Nothing but an exact copy of the listing should appear in the response.

## Exercise data
----
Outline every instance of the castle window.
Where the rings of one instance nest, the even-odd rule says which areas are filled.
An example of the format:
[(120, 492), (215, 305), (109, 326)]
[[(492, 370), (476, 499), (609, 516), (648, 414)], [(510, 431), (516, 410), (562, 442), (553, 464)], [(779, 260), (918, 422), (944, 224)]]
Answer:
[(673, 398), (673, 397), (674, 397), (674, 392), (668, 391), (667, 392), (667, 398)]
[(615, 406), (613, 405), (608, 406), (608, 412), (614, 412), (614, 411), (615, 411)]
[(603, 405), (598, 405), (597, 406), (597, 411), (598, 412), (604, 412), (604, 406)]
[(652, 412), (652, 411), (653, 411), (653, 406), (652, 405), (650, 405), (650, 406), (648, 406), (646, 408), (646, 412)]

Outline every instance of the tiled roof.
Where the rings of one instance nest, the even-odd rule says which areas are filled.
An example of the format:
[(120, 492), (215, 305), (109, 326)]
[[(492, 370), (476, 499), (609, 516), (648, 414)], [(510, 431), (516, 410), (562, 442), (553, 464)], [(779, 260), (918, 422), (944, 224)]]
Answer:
----
## Solution
Outline every instance of the castle window.
Where the rings of one instance nest, the even-odd rule says which areas are filled.
An example of the format:
[(120, 492), (215, 305), (109, 326)]
[[(492, 370), (476, 499), (609, 516), (648, 414)], [(510, 431), (516, 410), (562, 442), (553, 464)], [(779, 260), (918, 422), (944, 224)]]
Answer:
[(673, 398), (673, 397), (674, 397), (674, 392), (668, 391), (667, 392), (667, 398)]
[(615, 406), (613, 405), (608, 406), (608, 412), (614, 412), (614, 411), (615, 411)]
[(603, 405), (598, 405), (597, 406), (597, 411), (598, 412), (604, 412), (604, 406)]
[(652, 412), (652, 411), (653, 411), (653, 406), (652, 405), (650, 405), (650, 406), (648, 406), (646, 408), (646, 412)]

Outline every instance of the tiled roof.
Where the rings of one instance nest, the even-odd rule says which areas are filled.
An example of the format:
[(120, 492), (215, 305), (109, 326)]
[[(492, 370), (476, 499), (609, 516), (648, 414)], [(510, 431), (516, 410), (562, 442), (553, 464)], [(779, 260), (918, 422), (944, 224)]]
Answer:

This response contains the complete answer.